### AIM
Set down exactly the lines from the one containing "Pest-scouting request: point out the white teepee" through the end of the records below, both included, and nothing else.

◆ ◆ ◆ ◆ ◆

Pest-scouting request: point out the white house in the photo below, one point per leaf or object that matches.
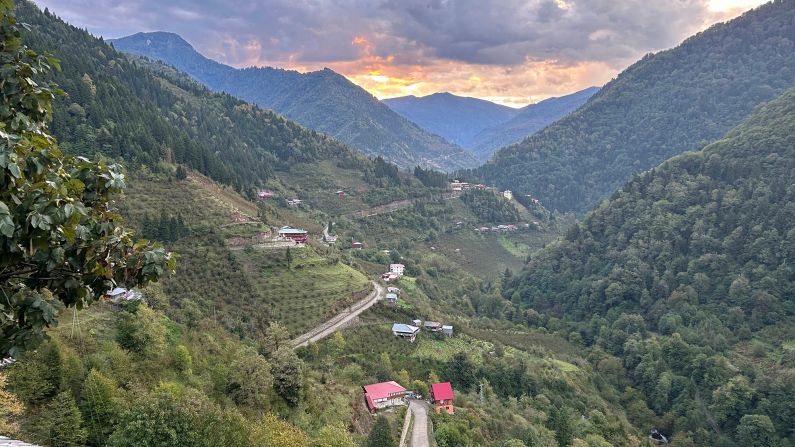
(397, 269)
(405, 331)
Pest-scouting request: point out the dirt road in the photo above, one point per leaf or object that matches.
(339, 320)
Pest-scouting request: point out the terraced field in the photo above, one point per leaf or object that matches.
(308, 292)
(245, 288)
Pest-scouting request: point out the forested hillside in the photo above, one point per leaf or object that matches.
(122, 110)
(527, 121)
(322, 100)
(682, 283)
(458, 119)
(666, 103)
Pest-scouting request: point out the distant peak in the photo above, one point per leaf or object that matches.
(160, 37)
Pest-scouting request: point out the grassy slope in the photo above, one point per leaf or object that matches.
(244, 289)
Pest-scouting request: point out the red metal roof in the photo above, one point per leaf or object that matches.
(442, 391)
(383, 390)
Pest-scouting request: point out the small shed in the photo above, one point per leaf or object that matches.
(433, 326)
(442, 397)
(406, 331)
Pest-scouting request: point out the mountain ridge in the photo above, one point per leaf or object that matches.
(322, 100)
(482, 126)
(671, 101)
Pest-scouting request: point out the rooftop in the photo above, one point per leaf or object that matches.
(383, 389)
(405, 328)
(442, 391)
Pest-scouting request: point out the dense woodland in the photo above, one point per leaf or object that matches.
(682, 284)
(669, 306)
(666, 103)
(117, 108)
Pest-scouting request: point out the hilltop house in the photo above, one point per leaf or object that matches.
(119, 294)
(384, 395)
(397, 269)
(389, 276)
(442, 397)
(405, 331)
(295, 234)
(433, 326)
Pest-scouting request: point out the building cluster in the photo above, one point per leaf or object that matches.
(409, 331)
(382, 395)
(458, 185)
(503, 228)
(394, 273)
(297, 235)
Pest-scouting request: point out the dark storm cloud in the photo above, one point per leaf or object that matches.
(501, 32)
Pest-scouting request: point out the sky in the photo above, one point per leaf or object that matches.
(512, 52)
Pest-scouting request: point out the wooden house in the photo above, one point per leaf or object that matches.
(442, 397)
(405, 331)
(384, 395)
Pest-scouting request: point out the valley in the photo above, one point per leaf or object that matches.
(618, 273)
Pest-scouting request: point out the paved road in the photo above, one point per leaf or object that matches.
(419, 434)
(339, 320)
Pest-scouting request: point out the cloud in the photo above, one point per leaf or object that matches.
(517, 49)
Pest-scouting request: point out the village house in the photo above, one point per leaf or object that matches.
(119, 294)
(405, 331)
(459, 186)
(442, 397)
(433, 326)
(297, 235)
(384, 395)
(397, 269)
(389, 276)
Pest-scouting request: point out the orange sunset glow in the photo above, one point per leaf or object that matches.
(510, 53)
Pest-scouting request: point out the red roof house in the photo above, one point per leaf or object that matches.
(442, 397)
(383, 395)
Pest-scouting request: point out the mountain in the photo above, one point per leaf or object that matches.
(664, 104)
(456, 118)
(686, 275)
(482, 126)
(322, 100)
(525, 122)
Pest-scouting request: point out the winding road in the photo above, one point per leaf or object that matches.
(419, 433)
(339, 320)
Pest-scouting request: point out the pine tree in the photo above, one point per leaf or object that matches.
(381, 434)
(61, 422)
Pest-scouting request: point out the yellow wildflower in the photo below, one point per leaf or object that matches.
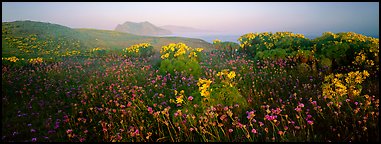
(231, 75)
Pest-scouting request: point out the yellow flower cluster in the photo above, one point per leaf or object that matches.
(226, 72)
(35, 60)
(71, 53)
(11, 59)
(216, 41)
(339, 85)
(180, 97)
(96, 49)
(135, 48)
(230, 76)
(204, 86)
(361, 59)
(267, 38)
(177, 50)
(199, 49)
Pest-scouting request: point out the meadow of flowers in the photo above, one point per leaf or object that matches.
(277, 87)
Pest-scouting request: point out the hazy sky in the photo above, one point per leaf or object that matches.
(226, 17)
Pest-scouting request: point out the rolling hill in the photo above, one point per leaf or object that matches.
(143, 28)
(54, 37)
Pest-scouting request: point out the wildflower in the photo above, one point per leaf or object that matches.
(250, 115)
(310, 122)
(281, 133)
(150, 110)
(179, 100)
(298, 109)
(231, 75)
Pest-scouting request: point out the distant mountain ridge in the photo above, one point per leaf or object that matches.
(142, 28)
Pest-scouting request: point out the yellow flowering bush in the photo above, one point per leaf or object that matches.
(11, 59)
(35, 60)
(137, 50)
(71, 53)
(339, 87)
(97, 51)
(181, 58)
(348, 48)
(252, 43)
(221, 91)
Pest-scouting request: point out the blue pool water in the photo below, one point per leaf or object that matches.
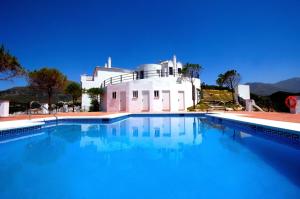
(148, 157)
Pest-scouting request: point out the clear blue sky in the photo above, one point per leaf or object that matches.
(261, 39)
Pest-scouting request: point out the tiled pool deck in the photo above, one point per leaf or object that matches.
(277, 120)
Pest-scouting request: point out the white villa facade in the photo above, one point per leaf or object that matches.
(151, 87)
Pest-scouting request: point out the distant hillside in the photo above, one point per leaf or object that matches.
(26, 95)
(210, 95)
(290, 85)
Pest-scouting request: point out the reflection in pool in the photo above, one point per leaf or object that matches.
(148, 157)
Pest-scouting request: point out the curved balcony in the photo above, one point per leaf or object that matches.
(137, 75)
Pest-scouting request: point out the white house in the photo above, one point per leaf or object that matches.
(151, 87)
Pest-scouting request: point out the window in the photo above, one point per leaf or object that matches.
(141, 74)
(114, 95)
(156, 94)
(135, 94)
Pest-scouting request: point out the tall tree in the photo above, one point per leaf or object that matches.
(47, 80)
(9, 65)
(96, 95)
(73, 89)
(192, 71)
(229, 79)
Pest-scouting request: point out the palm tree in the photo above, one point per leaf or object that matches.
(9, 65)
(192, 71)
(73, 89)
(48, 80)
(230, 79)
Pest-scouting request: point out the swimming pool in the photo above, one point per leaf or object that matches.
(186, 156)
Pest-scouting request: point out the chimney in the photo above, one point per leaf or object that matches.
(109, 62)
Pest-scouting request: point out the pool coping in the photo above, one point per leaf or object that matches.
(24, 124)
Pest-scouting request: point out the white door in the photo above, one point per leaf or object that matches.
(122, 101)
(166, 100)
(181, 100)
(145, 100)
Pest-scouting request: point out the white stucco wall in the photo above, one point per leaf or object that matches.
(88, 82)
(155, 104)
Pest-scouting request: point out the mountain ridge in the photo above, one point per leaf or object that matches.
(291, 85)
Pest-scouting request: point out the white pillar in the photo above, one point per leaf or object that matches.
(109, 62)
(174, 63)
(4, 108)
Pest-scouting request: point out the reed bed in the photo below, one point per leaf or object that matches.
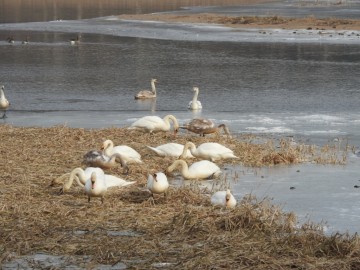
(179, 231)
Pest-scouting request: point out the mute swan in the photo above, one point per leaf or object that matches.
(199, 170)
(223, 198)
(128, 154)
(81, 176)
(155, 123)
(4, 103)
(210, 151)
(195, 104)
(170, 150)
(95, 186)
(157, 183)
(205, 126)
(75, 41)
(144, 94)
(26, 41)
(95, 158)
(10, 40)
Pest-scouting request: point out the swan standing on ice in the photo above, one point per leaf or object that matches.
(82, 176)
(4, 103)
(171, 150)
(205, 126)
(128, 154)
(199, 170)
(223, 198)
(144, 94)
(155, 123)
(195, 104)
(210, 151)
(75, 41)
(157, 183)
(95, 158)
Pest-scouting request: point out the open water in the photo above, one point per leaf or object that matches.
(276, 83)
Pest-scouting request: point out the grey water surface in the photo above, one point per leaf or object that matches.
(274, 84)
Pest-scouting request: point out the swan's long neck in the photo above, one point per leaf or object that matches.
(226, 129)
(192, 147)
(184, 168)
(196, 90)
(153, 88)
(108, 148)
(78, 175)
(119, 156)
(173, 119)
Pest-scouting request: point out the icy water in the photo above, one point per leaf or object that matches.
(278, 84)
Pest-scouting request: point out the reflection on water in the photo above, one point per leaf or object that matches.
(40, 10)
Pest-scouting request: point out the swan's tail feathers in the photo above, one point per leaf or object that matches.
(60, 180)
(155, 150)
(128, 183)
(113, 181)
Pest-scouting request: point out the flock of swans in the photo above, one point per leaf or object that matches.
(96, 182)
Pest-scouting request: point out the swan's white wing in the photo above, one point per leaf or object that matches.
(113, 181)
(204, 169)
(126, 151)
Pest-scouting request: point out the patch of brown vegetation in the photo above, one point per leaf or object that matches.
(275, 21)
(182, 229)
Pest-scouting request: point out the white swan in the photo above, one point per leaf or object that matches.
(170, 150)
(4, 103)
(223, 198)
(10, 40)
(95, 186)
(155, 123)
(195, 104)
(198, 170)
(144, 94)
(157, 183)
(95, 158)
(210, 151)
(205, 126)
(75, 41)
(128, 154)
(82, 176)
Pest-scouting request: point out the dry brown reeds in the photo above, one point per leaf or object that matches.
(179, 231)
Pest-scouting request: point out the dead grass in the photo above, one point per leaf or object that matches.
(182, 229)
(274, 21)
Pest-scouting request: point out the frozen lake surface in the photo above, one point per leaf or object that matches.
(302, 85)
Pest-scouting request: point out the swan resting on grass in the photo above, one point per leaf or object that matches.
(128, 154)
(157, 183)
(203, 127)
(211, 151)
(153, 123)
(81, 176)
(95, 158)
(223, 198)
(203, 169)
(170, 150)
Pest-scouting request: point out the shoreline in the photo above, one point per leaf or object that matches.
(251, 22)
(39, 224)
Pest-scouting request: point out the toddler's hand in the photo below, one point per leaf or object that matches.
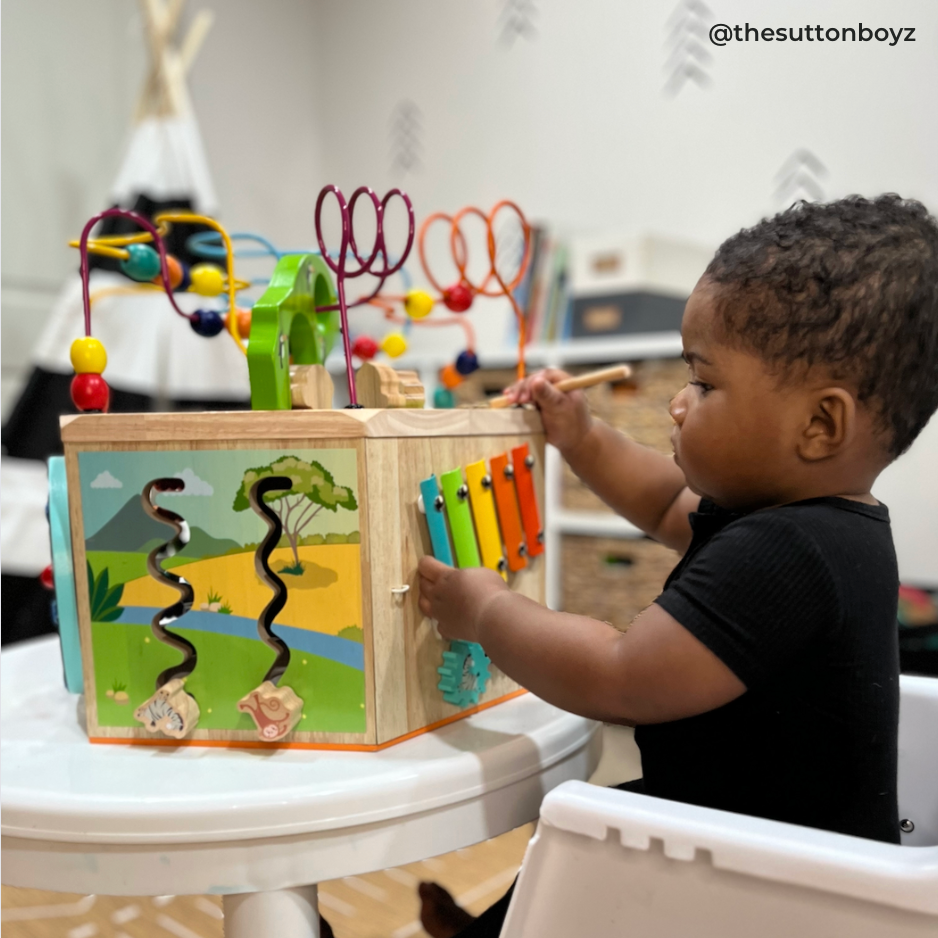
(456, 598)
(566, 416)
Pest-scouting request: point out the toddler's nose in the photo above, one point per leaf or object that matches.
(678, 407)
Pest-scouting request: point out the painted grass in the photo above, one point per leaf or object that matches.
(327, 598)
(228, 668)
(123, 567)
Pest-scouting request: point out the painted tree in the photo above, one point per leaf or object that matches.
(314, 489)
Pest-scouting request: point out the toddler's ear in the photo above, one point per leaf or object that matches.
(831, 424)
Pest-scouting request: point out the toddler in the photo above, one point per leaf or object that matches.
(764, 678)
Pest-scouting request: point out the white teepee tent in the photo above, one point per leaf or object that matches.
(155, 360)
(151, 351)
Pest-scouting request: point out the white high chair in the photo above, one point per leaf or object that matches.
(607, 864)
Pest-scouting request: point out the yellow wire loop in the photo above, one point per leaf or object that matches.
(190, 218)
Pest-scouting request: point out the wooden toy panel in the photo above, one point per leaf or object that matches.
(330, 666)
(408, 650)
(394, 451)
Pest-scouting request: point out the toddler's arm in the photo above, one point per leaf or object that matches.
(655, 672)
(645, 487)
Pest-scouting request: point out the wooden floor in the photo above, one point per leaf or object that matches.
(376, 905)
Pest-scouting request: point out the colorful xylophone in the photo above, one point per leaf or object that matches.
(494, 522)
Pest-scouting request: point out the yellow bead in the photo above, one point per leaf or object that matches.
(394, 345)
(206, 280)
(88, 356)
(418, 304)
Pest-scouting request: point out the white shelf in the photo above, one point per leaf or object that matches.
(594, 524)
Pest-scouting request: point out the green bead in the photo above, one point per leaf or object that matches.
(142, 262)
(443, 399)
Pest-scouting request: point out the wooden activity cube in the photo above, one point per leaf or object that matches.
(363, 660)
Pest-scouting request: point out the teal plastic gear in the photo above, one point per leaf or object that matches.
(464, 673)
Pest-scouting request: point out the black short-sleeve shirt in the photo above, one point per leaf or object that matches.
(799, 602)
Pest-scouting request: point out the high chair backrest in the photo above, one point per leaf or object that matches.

◆ ◆ ◆ ◆ ◆

### RESULT OF THIS EXERCISE
Pest-scouting request: point out the white teepee tent in the photo above, one point per leaf or object that matches.
(155, 360)
(151, 351)
Pest-scouting request: point out the white high chair in the photo above, one point per leaf or object that matches.
(607, 864)
Pest-scouting request: point out the yellow wire loop in the photo above, one point per leaf or object that matches.
(190, 218)
Pest-scouting request: point out the wooden toy panel in the photo above, one point per leaf or object that matches.
(330, 666)
(408, 650)
(394, 451)
Pest-scouting request: point out the toddler's arm in the photo above, one point per leaf or object that matches.
(655, 672)
(645, 487)
Pest-scouting request: point out the wooden floor in the photo above, one point per leaf or object that matches.
(376, 905)
Pest-scouting request: point out the colorful xylophone in the photo above, one point per leaf or object that matches.
(494, 522)
Pest-scouting request: point out the yellow bead in the photo above, one point per leaf or object that matches.
(394, 345)
(206, 280)
(88, 356)
(418, 304)
Pest-scouting request: point out the white shelf in the photo above, one point per leaf or object that matches.
(594, 524)
Pest-scouting request: point out the green bead in the photo above, one point per leaf or object that matches.
(142, 262)
(443, 399)
Pest-scouting request: point out the wooden activity cube in the photo above, one point per leaf or object that matches.
(363, 660)
Pest-scouting request: point out the teal plastic gear in the photo above, one point per leaf or object that matches.
(464, 673)
Pest-scouting request: point out the black short-sleeve shirt in the photo above, one point per leaf or object that matches.
(799, 602)
Pest-scouting request: point out the high chair backrest in the photo above, one point per leaf or object that matches.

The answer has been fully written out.